● Requirement:
Print every one of the records verbatim, omitting nothing.

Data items

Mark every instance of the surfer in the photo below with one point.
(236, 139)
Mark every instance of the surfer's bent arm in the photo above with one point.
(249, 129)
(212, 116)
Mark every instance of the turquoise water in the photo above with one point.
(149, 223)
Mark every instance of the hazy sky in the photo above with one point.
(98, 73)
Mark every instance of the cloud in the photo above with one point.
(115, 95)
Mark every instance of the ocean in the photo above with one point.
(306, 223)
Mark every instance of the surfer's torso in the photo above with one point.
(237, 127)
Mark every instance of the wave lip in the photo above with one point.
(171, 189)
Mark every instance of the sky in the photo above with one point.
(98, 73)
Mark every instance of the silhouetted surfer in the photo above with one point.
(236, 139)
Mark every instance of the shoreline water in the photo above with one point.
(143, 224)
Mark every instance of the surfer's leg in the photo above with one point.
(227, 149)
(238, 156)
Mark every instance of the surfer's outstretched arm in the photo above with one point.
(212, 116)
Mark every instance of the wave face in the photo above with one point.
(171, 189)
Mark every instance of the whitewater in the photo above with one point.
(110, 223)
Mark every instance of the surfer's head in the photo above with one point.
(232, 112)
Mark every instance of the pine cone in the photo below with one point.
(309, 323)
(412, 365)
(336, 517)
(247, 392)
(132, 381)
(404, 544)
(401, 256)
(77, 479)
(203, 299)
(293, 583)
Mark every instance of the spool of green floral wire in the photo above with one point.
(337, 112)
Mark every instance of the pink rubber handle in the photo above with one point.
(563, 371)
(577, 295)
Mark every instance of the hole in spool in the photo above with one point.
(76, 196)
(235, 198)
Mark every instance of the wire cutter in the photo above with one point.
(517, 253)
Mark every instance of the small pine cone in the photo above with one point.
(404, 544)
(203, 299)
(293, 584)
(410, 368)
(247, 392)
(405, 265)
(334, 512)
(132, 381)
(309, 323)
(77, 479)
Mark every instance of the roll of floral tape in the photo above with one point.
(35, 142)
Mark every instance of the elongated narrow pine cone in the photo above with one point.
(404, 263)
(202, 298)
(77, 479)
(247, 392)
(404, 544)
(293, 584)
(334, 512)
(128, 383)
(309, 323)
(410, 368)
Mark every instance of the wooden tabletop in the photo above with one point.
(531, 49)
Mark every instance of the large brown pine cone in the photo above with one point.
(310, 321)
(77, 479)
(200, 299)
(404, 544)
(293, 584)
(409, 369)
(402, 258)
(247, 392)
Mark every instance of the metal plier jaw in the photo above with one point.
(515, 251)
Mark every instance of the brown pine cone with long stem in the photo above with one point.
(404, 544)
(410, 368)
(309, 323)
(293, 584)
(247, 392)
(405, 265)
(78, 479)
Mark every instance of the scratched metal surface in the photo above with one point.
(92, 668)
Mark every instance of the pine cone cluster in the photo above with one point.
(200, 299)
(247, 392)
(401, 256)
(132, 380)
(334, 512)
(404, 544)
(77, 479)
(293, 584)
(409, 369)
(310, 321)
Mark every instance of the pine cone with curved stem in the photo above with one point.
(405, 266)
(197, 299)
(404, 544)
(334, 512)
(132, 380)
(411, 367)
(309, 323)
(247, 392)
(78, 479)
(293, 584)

● Answer below:
Mark every instance of the surfer in the photo below with one point.
(236, 139)
Mark every instance of the surfer's bent arm in the photo above with one point.
(249, 129)
(212, 116)
Mark every instance of the turquoise water in the photo above with one point.
(149, 223)
Mark every instance of the hazy sky in the photo above with one point.
(98, 73)
Mark every instance of the cloud in the photo above with one point.
(115, 95)
Mark every instance of the ocean in the photo above with one point.
(306, 223)
Mark every instance of the surfer's torso in the photo above with one point.
(237, 127)
Mark every instance of the wave lip in the photo above with one point.
(171, 189)
Mark every instance of the sky in the photo above with one point.
(98, 73)
Mark every instance of the silhouetted surfer in the photo above with one point.
(236, 139)
Mark every instance of the shoreline water in the photo above with one point.
(143, 224)
Mark every instance of the surfer's leg in the photo above with one point.
(227, 149)
(238, 156)
Mark every instance of the surfer's outstretched arm in the photo above with one point.
(212, 116)
Mark every instance of the wave face in the photo above with one point.
(171, 189)
Mark every instance of the whitewater in the photo above with one point.
(110, 223)
Mark every instance of the surfer's head in the photo above with one point.
(232, 112)
Mark every instance of the pine cone in the photo below with one point.
(309, 323)
(412, 365)
(336, 517)
(247, 392)
(132, 381)
(404, 544)
(401, 256)
(77, 479)
(203, 299)
(293, 583)
Mark every instance of the spool of green floral wire in the photo above with one point.
(337, 112)
Mark every instance of the pink rubber handle in the photo above with one point.
(563, 371)
(577, 295)
Mark every instance of the hole in spool in the photo above with one point.
(76, 196)
(235, 198)
Mark every instance of the wire cutter in the photo above with one point.
(517, 253)
Mark every instance of the small pine cone in the photo above with one point.
(404, 544)
(203, 299)
(293, 584)
(410, 368)
(247, 392)
(405, 265)
(334, 512)
(132, 381)
(309, 323)
(77, 479)
Mark every instance of the roll of floral tape in the photo above with one point.
(35, 142)
Mark every instance of the elongated narrow pine cone in the photo above with one point.
(404, 263)
(202, 298)
(77, 479)
(247, 392)
(404, 544)
(293, 584)
(334, 512)
(128, 383)
(309, 323)
(410, 368)
Mark every instance of the wooden tabletop in the photo above with one point.
(531, 49)
Mark every instance of the large brown pine cone in the photo above with one point.
(310, 321)
(77, 479)
(200, 299)
(404, 544)
(293, 584)
(409, 369)
(402, 258)
(247, 392)
Mark every instance of the metal plier jaw in the photo above with one point.
(515, 251)
Mark every instance of the brown pine cone with long stem in the photo above with one point.
(404, 544)
(410, 368)
(309, 323)
(293, 584)
(247, 392)
(405, 265)
(78, 479)
Mark every instance of the scratched metal surface in the photo above with one point.
(92, 668)
Mark every instance of the pine cone cluster in the photo above with one point.
(200, 299)
(247, 392)
(401, 256)
(132, 380)
(334, 512)
(404, 544)
(77, 479)
(293, 584)
(409, 369)
(310, 321)
Mark every instance of the pine cone with curved stem in the photo above with one point.
(405, 266)
(197, 299)
(404, 544)
(334, 512)
(132, 380)
(411, 367)
(309, 323)
(247, 392)
(78, 479)
(293, 584)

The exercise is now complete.